▶ Kurzer Auftrag A:
Wen nennt der Text über die Linke in Russland als Anführer der »Linken Front«?
▶ Kurzer Auftrag B:
Schreib aus dem Text über die Linke in Russland den Teil wortgetreu ab, der mit den Worten „Von Sean Guillory“ anfängt und mit „nicht ohne Potential.“ aufhört.

Die Linke in Russland steckt in der Ecke fest

Von Sean Guillory (Universität Pittsburgh)

Zusammenfassung
Russlands kleine und zersplitterte Linke versucht, in der Opposition gegen Putin Bedeutung zu gewinnen. Dabei stellt sich erneut die alte Frage, ob das System von innen oder von außen herauszufordern ist. Für einige Linke, beispielsweise den Anführer der »Linken Front«, Sergej Udalzuw, besteht der Weg darin, die Linke zu einer dritten Kraft zwischen Putin und Alexej Nawalnyj zu vereinen und, wo möglich, innerhalb des restriktiven russischen Wahlsystems zu agieren. Andere kleinere linke Gruppen stehen hingegen solidarisch Nawalnyjs Bewegung zur Seite und hoffen, aus entstehenden Grassroots-Strukturen eine linke Alternative aufzubauen. Kann die Linke einen Weg aus ihrer Ecke finden? Die Aufgabe scheint Sisyphusarbeit zu verlangen, ist aber nicht ohne Potential.

▶ Erfasste Angaben:
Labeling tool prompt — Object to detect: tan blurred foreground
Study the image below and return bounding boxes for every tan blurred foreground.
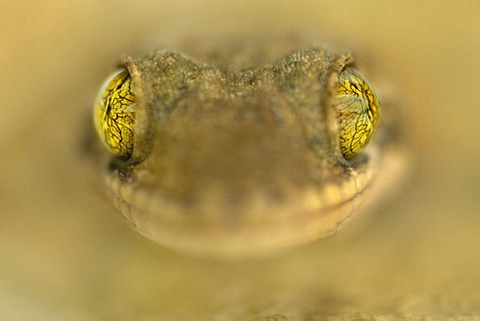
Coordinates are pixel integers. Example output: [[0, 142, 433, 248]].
[[0, 0, 480, 320]]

▶ Richtiges Ergebnis A:
Sergej Udalzuw

▶ Richtiges Ergebnis B:
Von Sean Guillory (Universität Pittsburgh)

Zusammenfassung
Russlands kleine und zersplitterte Linke versucht, in der Opposition gegen Putin Bedeutung zu gewinnen. Dabei stellt sich erneut die alte Frage, ob das System von innen oder von außen herauszufordern ist. Für einige Linke, beispielsweise den Anführer der »Linken Front«, Sergej Udalzuw, besteht der Weg darin, die Linke zu einer dritten Kraft zwischen Putin und Alexej Nawalnyj zu vereinen und, wo möglich, innerhalb des restriktiven russischen Wahlsystems zu agieren. Andere kleinere linke Gruppen stehen hingegen solidarisch Nawalnyjs Bewegung zur Seite und hoffen, aus entstehenden Grassroots-Strukturen eine linke Alternative aufzubauen. Kann die Linke einen Weg aus ihrer Ecke finden? Die Aufgabe scheint Sisyphusarbeit zu verlangen, ist aber nicht ohne Potential.